*Выбранный отрывок*
*-*-*

Как живописец я получил от Мюнхена сравнительно мало: как я говорил, жирная и цветистая живопись, которая культивировалась у Ашбе, мне была не по нутру, у Холлоши я видел поиски «тона», но эту живопись справедливо упрекали в бесцветности и даже грязи. Только когда я попал в Париж и воочию, а не по репродукциям увидел картины импрессионистов, мне начало что-то открываться. Но, к сожалению, остаться там, чтобы серьезно заняться живописью, я не мог и в дальнейшем шел собственным путем.
[i] … мне опять захотелось вернуться к Холлоши… — По этому поводу Добужинский пишет отцу 3 ноября 1900 г. из Мюнхена: «Перешел я к Hollosi в школу, а у Ашбе занимаюсь только по вечерам. Hollosi — чудный учитель. Это художник до мозга костей, на него молятся его ученики (в нем действительно есть много обаятельного). Это чистое взрослое “дите”, несмотря на свой могучий рост, черные, как сажа, глаза, такую сильную внешность, это мягчайшего характера человек, деликатный и лентяй. Сам он рассказывает, что не берет в руки кисти по три месяца […] Однако это “живой”, идущий в движении искусства художник, работающий и духа не угасивший, как Ашбе. Тот не идет в сравнение с Hollosi как художник».
[ii] … чтобы выйти из тупика, он обратился к примитивам и стал себя вдохновлять детским творчеством. — Существуют иные взгляды на работы Явленского. Его «Головы» — это не схемы, а поиски иного принципа построения формы в пространстве. В этом отношении Явленский, недолго задержавшись в кубизме, стал искать из него выход гораздо раньше, чем К. С. Малевич или В. Е. Татлин. Многие работы Явленского 10‑х годов («Голова ангела», 1917; несколько холстов 1918 г. под одним названием «Земля», «Молодой Будда», 1918; «Видение Спасителя», 1919 и некоторые другие) предвосхитили по своим живописно-пластическим идеям произведения Малевича начала 20‑х годов. В тупике Явленский, конечно не был, напротив, его творчеству свойственно непрерывное движение (см.: Weiler Clemens. AlexeyJawlensky. Köln, 1959).

*-*-*

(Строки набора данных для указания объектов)
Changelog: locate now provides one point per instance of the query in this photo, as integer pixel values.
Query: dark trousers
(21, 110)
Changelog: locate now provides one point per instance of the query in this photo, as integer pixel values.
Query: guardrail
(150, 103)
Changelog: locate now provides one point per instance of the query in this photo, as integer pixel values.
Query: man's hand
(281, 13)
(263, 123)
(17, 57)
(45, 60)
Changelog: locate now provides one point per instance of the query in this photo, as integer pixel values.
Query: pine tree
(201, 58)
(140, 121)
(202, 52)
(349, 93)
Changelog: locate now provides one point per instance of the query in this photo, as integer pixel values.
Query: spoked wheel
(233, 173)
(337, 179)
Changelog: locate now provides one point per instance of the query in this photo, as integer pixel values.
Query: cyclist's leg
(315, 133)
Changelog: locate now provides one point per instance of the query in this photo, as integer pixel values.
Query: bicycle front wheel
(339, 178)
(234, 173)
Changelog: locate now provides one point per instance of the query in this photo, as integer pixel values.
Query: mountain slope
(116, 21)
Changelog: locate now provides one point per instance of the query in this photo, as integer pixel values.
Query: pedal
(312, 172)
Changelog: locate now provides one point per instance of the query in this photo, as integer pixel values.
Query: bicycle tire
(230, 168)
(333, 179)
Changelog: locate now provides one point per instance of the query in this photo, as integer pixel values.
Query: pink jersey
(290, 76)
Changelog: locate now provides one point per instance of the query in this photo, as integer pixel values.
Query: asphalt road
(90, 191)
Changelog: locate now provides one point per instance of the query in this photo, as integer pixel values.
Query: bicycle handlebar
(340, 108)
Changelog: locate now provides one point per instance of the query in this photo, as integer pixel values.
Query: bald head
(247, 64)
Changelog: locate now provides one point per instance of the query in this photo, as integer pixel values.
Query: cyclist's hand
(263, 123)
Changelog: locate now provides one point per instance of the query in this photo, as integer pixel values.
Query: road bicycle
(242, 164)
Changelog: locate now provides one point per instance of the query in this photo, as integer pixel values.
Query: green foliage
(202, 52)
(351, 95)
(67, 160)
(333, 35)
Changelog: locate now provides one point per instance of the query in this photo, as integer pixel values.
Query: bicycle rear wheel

*-*-*

*Что требуется*
1. Пожалуйста, ответьте по отрывку: в каком городе автор впервые увидел картины импрессионистов не по репродукциям?
2. Найдите в записях все строки, где встречается строка «wheel». Регистр букв имеет значение.
Записи никак не связаны с отрывком.

*Письменные ответы*
1. В Париже.

2.
Query: spoked wheel
Query: bicycle front wheel
Query: bicycle rear wheel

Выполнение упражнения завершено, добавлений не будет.